● GIVEN TEXT
---

Derek: You think I have syphilis?
Meredith: No. I mean we never made any rules or anything…we never said we had rules and I wouldn’t hold it against you.
Derek: When would I have time to go out and get syphilis? You’re a handful enough as it is. And besides we’re practically a condom ad.
Meredith: But no more glow-in-the-dark ones.
Derek: You see? There’s nothing to worry about. Maybe we should make some rules.
Meredith: We should.
Derek: Ok.
Meredith: Ok.
Derek: Just for the record…I like the glow-in-the-dark ones.
Meredith (laughs): I bet you do.
********************************************************************************************
Izzie: You got syphilis?
George: I don’t know how this happened.
Izzie: Of course you do. God, Olivia must be really getting around.
George: Olivia, she’s not like that.
Izzie: It’s the new millennium, George, the only people who aren’t like that are the Amish…and apparently you.

---

● Location annotation dataset excerpts
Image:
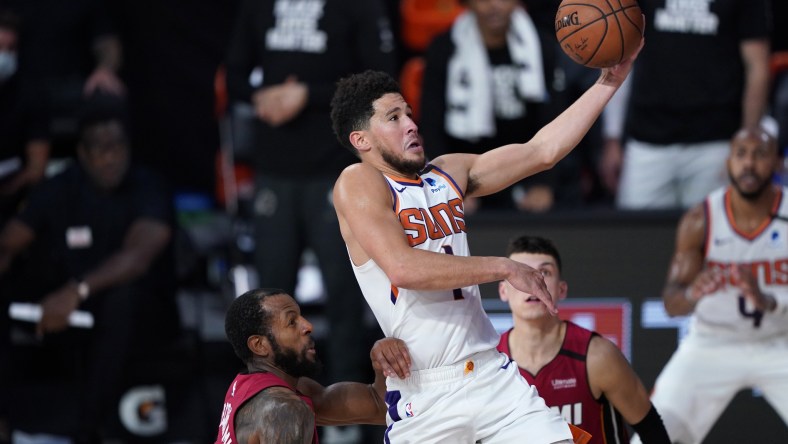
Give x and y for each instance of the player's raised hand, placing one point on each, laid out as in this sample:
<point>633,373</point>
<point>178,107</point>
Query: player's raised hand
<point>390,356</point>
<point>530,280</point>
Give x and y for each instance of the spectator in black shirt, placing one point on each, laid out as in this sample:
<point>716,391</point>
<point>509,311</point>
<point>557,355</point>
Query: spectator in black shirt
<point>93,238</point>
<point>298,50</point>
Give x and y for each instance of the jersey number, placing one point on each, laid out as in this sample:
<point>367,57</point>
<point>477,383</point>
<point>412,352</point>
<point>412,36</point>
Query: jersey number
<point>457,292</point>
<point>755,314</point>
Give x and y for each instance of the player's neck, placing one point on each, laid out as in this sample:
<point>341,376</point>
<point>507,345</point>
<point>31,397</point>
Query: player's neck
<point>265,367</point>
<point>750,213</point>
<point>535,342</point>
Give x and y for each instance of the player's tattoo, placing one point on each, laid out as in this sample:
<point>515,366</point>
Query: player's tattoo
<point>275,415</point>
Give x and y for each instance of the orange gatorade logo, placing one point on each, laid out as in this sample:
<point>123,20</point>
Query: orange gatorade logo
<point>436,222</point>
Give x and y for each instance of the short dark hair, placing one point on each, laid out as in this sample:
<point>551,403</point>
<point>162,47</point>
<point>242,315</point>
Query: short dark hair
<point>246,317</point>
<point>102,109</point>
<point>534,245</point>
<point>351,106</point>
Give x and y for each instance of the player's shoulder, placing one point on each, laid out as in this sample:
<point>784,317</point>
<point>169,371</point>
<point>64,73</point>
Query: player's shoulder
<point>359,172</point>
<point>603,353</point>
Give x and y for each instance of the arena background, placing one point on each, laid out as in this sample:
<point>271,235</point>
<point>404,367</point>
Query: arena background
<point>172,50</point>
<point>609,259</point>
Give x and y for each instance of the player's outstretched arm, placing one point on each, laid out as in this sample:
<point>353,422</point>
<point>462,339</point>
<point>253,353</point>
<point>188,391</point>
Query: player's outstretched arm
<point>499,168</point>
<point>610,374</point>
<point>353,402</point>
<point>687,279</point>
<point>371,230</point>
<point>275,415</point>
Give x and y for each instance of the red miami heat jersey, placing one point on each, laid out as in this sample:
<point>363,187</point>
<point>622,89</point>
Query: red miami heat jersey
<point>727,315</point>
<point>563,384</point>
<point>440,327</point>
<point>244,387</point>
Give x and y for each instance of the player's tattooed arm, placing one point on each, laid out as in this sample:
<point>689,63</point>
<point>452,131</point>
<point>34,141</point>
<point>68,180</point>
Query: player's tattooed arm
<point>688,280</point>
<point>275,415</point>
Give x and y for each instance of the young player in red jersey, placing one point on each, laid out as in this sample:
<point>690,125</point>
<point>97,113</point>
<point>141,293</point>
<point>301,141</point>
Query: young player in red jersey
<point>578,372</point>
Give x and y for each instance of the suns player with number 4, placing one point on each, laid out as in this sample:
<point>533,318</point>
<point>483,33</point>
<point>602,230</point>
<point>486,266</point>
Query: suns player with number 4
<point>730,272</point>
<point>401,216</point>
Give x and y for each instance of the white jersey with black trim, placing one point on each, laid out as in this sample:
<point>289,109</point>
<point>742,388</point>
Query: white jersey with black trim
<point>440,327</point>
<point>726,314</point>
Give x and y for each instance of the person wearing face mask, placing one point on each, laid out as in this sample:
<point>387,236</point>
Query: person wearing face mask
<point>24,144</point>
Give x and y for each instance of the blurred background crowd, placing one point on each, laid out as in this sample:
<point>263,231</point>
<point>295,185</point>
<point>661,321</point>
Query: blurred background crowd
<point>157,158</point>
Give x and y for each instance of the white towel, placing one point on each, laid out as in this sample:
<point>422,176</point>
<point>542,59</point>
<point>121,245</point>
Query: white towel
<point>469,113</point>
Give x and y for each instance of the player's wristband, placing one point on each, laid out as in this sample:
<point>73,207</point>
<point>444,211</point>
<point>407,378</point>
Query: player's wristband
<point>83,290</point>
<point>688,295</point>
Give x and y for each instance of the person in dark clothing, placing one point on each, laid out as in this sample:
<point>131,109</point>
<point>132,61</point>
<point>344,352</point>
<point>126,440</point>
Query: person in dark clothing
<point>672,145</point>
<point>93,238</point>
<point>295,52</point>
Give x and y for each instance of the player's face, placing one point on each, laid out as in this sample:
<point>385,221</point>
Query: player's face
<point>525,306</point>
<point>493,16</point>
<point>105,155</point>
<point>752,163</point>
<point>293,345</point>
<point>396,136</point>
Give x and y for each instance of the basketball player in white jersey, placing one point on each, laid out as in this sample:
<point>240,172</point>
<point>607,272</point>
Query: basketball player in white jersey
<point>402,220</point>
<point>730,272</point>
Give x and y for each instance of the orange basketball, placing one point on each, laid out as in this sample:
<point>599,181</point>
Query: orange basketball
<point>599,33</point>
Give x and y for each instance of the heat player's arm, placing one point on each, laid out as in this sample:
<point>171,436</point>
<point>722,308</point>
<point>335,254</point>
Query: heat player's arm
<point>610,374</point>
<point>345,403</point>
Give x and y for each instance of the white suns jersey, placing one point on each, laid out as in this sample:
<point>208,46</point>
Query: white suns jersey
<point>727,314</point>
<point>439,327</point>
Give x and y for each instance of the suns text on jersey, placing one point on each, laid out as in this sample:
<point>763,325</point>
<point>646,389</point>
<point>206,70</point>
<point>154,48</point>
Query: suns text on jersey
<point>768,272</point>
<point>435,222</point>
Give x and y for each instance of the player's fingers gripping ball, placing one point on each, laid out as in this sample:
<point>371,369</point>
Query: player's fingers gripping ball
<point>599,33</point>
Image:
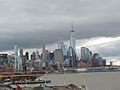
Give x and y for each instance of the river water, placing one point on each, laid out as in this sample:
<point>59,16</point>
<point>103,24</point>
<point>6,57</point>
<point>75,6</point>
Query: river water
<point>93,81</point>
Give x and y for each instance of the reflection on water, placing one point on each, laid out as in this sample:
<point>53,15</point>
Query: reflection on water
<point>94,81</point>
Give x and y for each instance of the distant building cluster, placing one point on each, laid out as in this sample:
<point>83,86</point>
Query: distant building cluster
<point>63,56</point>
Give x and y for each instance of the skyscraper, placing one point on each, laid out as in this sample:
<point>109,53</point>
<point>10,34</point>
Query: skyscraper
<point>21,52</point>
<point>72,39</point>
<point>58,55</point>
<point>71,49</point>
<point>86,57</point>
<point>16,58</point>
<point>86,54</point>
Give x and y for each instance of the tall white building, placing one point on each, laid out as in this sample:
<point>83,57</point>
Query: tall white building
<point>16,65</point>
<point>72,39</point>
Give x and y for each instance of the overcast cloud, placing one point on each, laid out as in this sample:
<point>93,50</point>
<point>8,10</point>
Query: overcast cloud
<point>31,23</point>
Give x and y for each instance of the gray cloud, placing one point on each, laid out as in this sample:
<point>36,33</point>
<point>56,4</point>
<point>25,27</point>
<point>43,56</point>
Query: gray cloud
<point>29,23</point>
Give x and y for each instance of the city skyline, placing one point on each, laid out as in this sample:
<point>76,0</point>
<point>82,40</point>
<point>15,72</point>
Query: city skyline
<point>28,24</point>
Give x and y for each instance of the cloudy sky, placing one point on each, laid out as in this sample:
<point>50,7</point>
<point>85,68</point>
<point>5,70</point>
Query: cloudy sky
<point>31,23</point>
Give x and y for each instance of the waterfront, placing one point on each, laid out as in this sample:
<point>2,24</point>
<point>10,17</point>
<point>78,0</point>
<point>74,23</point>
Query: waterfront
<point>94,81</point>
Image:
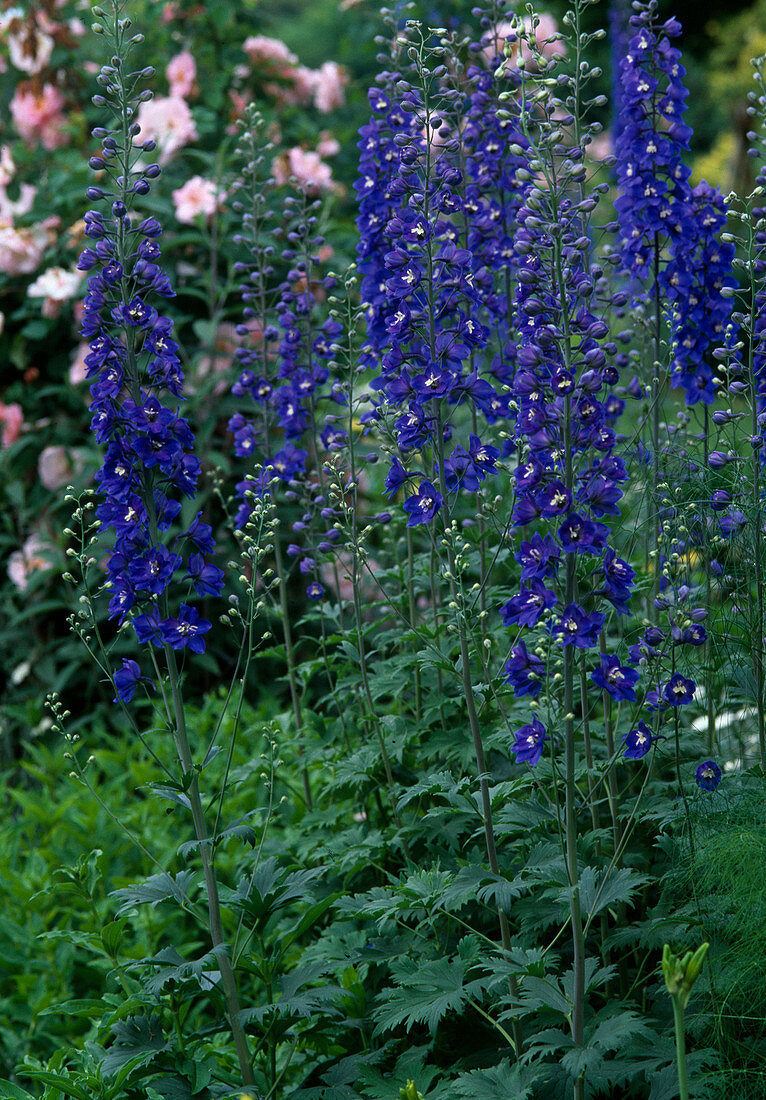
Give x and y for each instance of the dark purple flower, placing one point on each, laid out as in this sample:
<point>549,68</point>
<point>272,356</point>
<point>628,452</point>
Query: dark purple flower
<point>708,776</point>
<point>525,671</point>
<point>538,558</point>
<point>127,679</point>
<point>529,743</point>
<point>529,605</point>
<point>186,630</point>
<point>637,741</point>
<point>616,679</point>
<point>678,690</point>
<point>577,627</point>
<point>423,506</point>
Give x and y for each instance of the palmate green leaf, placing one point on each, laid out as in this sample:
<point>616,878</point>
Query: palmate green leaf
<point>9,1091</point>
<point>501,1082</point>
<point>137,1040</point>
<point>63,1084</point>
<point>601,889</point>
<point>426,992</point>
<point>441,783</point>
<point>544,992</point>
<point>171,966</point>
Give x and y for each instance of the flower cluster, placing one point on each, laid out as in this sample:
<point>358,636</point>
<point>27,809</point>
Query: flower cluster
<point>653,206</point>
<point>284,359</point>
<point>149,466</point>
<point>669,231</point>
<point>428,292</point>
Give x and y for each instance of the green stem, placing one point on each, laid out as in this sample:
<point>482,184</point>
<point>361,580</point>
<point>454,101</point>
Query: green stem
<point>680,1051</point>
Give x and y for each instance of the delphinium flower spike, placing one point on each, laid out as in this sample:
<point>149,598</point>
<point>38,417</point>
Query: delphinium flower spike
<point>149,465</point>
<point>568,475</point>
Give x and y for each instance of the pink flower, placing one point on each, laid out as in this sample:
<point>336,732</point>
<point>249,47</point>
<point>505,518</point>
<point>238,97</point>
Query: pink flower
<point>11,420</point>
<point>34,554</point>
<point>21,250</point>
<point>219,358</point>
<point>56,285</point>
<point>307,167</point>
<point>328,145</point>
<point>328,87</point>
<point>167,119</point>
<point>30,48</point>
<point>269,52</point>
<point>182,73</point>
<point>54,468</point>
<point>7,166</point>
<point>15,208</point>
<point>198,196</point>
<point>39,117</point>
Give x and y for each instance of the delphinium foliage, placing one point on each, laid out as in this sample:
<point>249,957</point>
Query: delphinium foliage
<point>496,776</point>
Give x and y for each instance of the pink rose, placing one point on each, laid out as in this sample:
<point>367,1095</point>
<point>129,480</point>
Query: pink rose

---

● TASKS FOR THIS EXERCISE
• a. Repeat the stretch of the script from "Meredith: No. I" through "how this happened.".
• b. Translate this sentence from the script into Spanish: "Maybe we should make some rules."

● SOLUTION LIST
• a.
Meredith: No. I mean we never made any rules or anything…we never said we had rules and I wouldn’t hold it against you.
Derek: When would I have time to go out and get syphilis? You’re a handful enough as it is. And besides we’re practically a condom ad.
Meredith: But no more glow-in-the-dark ones.
Derek: You see? There’s nothing to worry about. Maybe we should make some rules.
Meredith: We should.
Derek: Ok.
Meredith: Ok.
Derek: Just for the record…I like the glow-in-the-dark ones.
Meredith (laughs): I bet you do.
********************************************************************************************
Izzie: You got syphilis?
George: I don’t know how this happened.

• b. Quizás deberíamos poner algunas reglas.